Passage given –

Re: the Beta, I'm preparing an article where I show videos of me deckbuilding with both versions. As I wrote in the past, I build more than I play (and I'm not the only one, someone else said the same around here recently.) The V3 gives me deckbuilding tools that I'm beginning to think not every player knows about, since most of the people I talk with are actually surprised to hear about them (due to the current client being still mostly a mysterious object with no clear or unified instruction manual.) If I already have 60 cards in my mind, I can assemble them (with the purpose of endlessly tweak them afterwards of course, but you need a base for that) in a couple minutes or so, without using any search or filter activations. In fact, you should NEVER use the search function in the editor if you aren't doing actual research, but even in that case, you better use Gatherer instead, since it's faster and more accurate and versatile.
Now, none of the above is possible with the beta, where the same deck would require 10 times that time for me to assemble in the editor. I want for more players to know that, so that they can ask for those functions to be ported into the V4. I couldn't call an "upgrade" something that forces me to spend 10 times the time I'm using now to do the same exact thing.
I've been messing around with a RUwb build that is pretty fun and reasonably powerful if you'd like to grab some juff games some time.
I'd welcome some tinkering input.
I thought you worked with Rex on his deck techs at least enough to know where it is going before you insert it. :)
If it makes you feel better my own private analysis of your deck was pretty much as you wrote about it here. I figured Reckoner was a roadblock/beater. Guardian seems like pure tech vs most tribal decks even those that go multiple colors. The rest are pretty much what I'd expect for naya spirits except I dont recall seeing any Karmic Guides which imho are the white spirit you want most.
Wow, Chris, you really didn't get my deck's battleplan, do you? :)
And yet, you were dancing around it during all the analysis, like with the fact that pretty much every card in the deck is used to control the board and survive as longer as possible: the Muse stops the attacks (so do both Intimidation Bolt and Aurelia's Fury: it's its second ability what's relevant here), the Guardian blocks almost everything, Tamanoa is a turn-3 2/4 barrier with a bonus, the 3 off-tribe creatures are also there because of their ability to slow down aggro (why should I want to build a Boros Reckoner combo deck with Spirits?) But you failed to see the pattern and the combo, not noticing I chose almost uniquely multicolored cards. Why so? Why are all those unusual BOROS cards there, rather than their monocolored alternative options? What's the purpose of those very odd Glitterfangs? (They were a full playset in the original version of the deck, but it's a combo piece that does next to nothing on its own.)
As for Ghost-Lit Raider, that was the fruit of a long and painstaking research on Spirits: find me a 2-drop or 3-drop Boros Spirit that doubles as creature removal, both on the battlefield and outside of it (and 4 damage is something none of my damage spells can't deal), I'll be glad to replace that thing. But you know, in most of the games I was happy to see it, drop it on the board, and watch the opponent panicky remove it because "tap to do 2 damage" is actually a blast against most aggro decks.
Thank you for the comments so far guys! :D I forgot to make a plug for Hammybot this time but this is something we need to pay attention to. Hamtastic meant a lot to this site and to many of us and it is only meet that we show this as tribute in the form of buying cards or simply leaving credit on Hammybot. This is mostly a matter of getting more sold so that MTGOTraders can cut Tami & Bruce a check. So time is of the essence.

Direction A – Translate this sentence from the forum passage into Spanish: "I want for more players to know that, so that they can ask for those functions to be ported into the V4."
Direction B – Summarize the forum passage in two sentences.
The material plays no part in this work.

(Some material)
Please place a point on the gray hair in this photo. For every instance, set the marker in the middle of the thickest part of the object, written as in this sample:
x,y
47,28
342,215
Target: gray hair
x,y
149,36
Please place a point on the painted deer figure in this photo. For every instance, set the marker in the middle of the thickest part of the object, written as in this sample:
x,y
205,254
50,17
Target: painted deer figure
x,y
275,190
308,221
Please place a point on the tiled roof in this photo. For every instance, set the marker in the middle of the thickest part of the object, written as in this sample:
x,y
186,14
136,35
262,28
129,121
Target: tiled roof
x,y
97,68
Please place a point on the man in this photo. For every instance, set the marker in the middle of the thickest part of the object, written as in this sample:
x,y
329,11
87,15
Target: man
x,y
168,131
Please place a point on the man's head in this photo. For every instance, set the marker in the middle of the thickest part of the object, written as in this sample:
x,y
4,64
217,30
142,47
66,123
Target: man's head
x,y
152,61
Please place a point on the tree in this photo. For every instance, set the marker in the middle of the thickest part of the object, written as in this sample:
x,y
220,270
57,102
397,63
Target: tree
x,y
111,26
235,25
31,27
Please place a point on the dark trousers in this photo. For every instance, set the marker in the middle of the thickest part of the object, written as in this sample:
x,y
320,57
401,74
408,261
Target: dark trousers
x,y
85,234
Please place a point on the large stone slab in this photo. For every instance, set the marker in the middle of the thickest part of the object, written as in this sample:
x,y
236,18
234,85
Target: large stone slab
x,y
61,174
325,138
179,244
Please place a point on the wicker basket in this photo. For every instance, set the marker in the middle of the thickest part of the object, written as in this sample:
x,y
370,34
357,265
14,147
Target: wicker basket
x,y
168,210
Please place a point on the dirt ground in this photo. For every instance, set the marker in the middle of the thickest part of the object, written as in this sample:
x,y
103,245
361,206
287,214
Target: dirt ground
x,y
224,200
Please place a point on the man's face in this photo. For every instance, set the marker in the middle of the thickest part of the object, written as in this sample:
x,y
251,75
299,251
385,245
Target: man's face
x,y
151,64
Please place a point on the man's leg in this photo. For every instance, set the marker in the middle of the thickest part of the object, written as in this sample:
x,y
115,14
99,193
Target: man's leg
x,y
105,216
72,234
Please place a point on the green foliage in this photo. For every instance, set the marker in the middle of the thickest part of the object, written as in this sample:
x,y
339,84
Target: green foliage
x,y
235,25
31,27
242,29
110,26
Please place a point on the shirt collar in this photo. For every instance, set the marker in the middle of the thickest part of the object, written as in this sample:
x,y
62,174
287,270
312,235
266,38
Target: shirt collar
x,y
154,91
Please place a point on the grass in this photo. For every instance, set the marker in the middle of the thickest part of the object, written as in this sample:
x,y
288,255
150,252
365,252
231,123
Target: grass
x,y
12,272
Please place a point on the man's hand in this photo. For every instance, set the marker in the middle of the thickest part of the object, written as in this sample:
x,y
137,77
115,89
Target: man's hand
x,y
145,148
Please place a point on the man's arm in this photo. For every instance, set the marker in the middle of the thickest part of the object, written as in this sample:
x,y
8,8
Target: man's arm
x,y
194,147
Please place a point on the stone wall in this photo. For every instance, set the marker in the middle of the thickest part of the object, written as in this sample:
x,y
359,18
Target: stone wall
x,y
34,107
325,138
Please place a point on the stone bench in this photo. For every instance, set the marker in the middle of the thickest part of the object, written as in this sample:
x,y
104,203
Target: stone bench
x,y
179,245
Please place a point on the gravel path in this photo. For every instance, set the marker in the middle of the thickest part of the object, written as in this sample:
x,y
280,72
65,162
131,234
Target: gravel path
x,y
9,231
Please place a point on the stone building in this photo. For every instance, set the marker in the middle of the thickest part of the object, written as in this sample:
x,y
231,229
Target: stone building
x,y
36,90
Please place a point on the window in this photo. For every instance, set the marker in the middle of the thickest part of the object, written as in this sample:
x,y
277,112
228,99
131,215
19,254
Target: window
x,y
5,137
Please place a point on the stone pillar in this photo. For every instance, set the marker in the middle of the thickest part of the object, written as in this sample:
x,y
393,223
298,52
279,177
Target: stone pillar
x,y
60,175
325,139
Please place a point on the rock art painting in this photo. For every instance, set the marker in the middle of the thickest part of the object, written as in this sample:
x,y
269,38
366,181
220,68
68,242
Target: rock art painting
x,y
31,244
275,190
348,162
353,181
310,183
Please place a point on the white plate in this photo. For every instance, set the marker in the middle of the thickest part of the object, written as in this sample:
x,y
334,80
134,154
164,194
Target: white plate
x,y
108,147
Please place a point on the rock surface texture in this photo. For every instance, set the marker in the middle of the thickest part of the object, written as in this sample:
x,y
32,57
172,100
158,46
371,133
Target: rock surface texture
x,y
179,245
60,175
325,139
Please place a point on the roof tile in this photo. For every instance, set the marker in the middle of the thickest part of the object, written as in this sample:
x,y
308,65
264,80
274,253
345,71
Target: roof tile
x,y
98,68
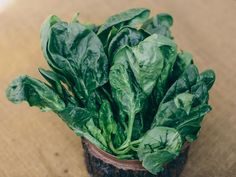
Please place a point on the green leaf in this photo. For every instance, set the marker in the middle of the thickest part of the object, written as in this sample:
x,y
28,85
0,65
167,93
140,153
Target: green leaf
x,y
130,17
208,77
190,128
106,120
76,53
145,60
35,92
174,112
159,146
183,60
127,36
95,132
55,82
76,117
183,84
169,51
159,24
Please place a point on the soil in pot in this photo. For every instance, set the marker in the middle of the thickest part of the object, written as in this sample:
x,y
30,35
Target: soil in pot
x,y
102,164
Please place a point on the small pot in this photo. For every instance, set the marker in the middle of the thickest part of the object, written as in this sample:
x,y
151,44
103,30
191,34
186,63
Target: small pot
x,y
102,164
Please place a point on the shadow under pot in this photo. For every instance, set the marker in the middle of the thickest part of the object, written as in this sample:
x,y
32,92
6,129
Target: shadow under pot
x,y
102,164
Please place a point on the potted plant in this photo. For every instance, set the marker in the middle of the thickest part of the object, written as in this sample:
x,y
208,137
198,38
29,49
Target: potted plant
x,y
125,88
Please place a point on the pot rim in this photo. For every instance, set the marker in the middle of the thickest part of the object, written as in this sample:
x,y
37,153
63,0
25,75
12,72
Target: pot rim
x,y
122,164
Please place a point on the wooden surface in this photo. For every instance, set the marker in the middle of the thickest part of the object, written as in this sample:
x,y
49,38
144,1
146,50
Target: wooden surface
x,y
35,144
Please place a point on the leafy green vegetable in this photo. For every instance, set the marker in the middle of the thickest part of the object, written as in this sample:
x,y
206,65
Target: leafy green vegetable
x,y
183,60
76,53
131,17
123,85
159,24
35,92
126,36
159,146
106,121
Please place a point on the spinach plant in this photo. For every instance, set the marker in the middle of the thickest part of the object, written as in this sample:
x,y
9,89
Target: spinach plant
x,y
122,85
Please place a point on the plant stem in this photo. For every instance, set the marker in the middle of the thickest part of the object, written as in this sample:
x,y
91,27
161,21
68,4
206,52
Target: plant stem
x,y
129,132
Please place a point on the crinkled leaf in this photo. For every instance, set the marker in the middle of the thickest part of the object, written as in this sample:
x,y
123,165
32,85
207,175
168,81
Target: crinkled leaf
x,y
190,127
183,60
169,51
145,60
76,53
130,17
55,82
35,92
174,112
106,120
159,146
76,117
95,132
183,84
159,24
127,36
208,77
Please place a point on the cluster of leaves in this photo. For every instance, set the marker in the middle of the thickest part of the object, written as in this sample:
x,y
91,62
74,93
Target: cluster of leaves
x,y
122,85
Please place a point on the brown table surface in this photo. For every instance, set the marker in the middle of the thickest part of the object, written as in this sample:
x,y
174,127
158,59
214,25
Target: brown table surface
x,y
35,144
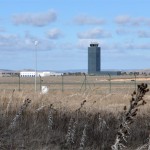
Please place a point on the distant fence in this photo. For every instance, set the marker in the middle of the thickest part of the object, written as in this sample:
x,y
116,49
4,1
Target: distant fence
x,y
73,83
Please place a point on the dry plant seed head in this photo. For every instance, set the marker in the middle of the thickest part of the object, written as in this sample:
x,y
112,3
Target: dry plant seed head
x,y
18,115
130,114
82,104
102,123
50,118
68,136
73,132
83,138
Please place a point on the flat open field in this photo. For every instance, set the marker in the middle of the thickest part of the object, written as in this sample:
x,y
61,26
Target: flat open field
x,y
74,83
92,110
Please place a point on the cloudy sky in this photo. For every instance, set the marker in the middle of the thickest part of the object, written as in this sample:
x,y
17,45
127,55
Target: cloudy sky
x,y
65,28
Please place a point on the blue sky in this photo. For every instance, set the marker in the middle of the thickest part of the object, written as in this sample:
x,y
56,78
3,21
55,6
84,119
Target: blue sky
x,y
65,28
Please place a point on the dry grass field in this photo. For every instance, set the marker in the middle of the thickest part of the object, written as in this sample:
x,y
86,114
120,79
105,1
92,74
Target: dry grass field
x,y
71,119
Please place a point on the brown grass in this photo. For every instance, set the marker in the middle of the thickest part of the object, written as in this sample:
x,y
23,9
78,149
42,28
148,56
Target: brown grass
x,y
32,130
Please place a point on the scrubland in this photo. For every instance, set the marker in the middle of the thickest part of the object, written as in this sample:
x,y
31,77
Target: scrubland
x,y
69,120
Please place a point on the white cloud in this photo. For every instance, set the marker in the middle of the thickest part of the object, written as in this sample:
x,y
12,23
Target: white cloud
x,y
143,34
35,19
12,42
94,33
54,33
134,21
88,20
123,31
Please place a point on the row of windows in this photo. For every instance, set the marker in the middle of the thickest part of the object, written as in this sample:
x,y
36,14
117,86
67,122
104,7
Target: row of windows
x,y
27,75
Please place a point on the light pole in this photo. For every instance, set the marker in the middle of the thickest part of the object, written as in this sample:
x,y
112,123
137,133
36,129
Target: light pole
x,y
35,43
109,82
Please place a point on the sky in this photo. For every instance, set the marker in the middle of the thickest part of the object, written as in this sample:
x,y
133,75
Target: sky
x,y
65,28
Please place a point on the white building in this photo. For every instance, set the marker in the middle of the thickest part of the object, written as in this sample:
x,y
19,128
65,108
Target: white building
x,y
42,74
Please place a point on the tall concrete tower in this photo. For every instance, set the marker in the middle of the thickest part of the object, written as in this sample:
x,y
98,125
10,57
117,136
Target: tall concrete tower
x,y
94,59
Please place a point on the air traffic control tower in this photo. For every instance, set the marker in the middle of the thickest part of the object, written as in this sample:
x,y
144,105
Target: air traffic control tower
x,y
94,59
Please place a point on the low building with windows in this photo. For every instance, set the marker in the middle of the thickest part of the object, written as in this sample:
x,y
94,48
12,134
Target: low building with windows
x,y
38,74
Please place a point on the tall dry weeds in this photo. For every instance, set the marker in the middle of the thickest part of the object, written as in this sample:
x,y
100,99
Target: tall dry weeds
x,y
129,116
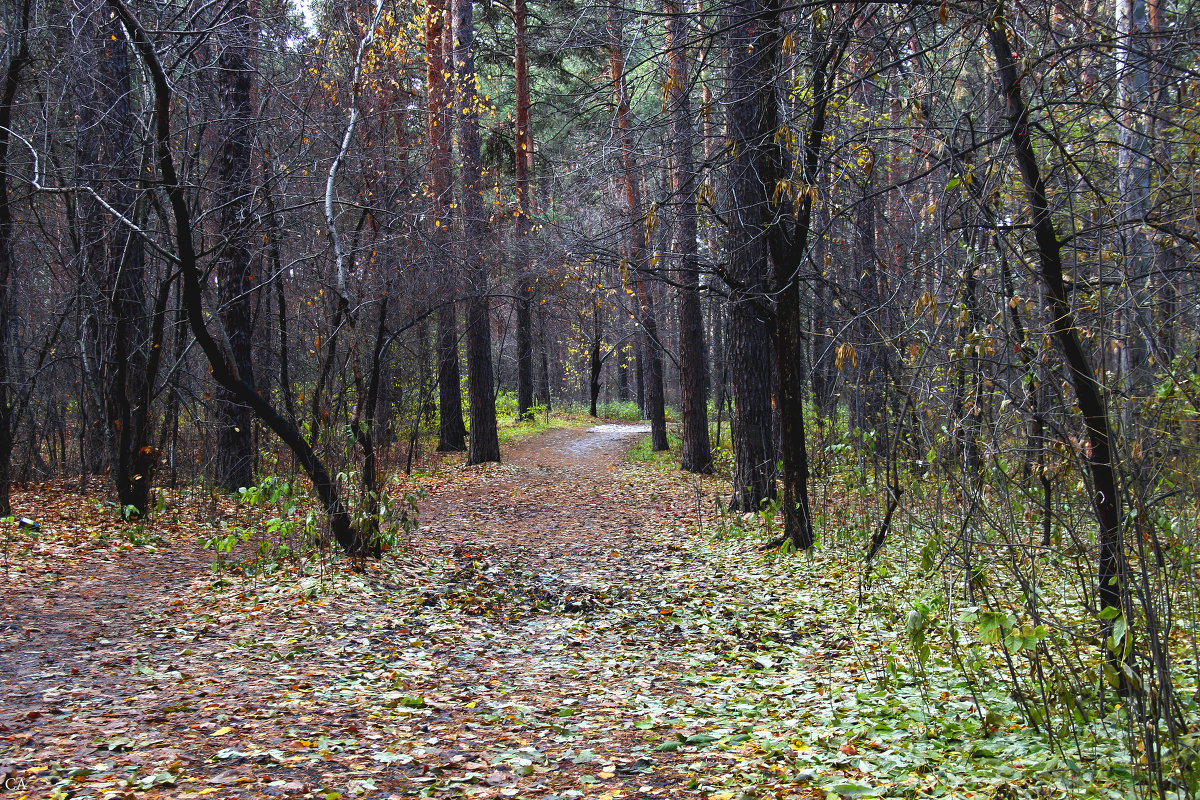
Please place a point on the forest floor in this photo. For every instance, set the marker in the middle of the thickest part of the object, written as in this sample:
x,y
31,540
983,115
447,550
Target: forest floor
x,y
562,625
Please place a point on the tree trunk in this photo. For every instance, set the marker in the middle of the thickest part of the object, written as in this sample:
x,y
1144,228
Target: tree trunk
x,y
190,276
451,431
1111,590
234,167
523,157
484,444
695,452
17,61
637,259
751,122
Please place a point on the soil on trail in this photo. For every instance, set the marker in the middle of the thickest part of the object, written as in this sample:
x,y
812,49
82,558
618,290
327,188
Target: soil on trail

Exercise result A – Quiero que más jugadores lo sepan, para que puedan pedir que esas funciones se trasladen a la V4.

Exercise result B – One poster says the V3 client's deckbuilding tools let a 60-card deck be assembled in a couple of minutes, while the beta would take ten times as long, and wants players to ask for those functions in the V4. Others discuss a Spirits deck whose builder explains that almost every card is there to control the board and slow down aggro, and a final post asks readers to support Hammybot as a tribute to Hamtastic by buying cards or leaving credit.